— Set tasks —
#1 In the markup requirements passage below, recast the numbered point beginning "The markup should have a way to embed metadata" as a bulleted list that keeps its main facts.
#2 Name every kind of information that the markup requirements passage below gives as an example of embedded metadata.
#3 According to the markup requirements passage below, why should a document contain enough semantic metadata or extremely descriptive chapter titles? Answer in one to three sentences.

— Source excerpt —
━━━━━━━━━━━━━━━━━━━━━━━━━━━━━━

Whatever markup language is used, it needs to have the following
characteristics, in addition to the common visual markup and control
capabilities:
1. The markup must identify chapters , sub-chapters, and
sub-sub-chapters, etc. all with the appropriate titles. Each title
should contain metadata identifying it's appropriate parent chapter (or
multiple parents) as well as its' hierarchical level. Some would argue
that while it is nice to know an author's suggested reading sequence or
heiarchy (usually delineated in the Table of Contents), the document
should contain enough semantic metadata (or extremely descriptive
chapter titles) so that the reader that wishes to define their own
reading sequence, can do so.
2. The markup should have a way to embed metadata that is attached to
the chapter, sub-chapter, & paragraph level (used for alternate
keywords, semantic indices and clues, assistant authors, last changed
dates, previous versions, etc.). The metadata would be hidden in normal
reading views, bit could be found by search engines, and exposed in
specialized readers. This allows much more flexible and reliable
searching and document analysis.

━━━━━━━━━━━━━━━━━━━━━━━━━━━━━━

— Supplied data —
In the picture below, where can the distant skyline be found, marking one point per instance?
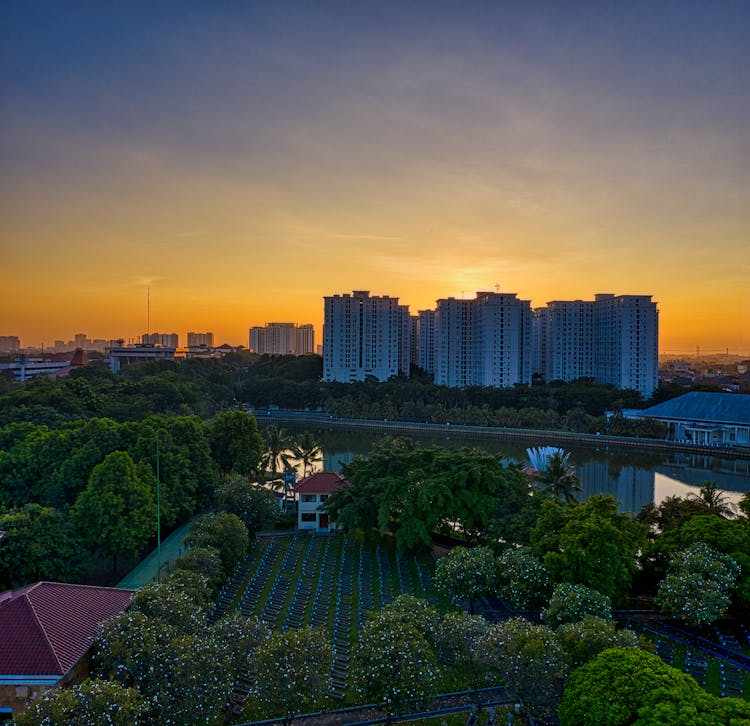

━━━━━━━━━━━━━━━━━━━━━━━━━━━━━━

— Results —
#1
- Markup should allow metadata to be embedded at the chapter, sub-chapter, and paragraph levels.
- This metadata would serve purposes such as alternate keywords, semantic indices and clues, assistant authors, last changed dates, and previous versions.
- It would stay hidden in normal reading views but could be found by search engines and shown in specialized readers.
- This makes searching and document analysis much more flexible and reliable.

#2
- Alternate keywords
- Semantic indices and clues
- Assistant authors
- Last changed dates
- Previous versions

#3 Some argue that this lets a reader who wishes to define their own reading sequence do so. That reader would then not depend only on the author's suggested sequence or hierarchy, which is usually set out in the Table of Contents.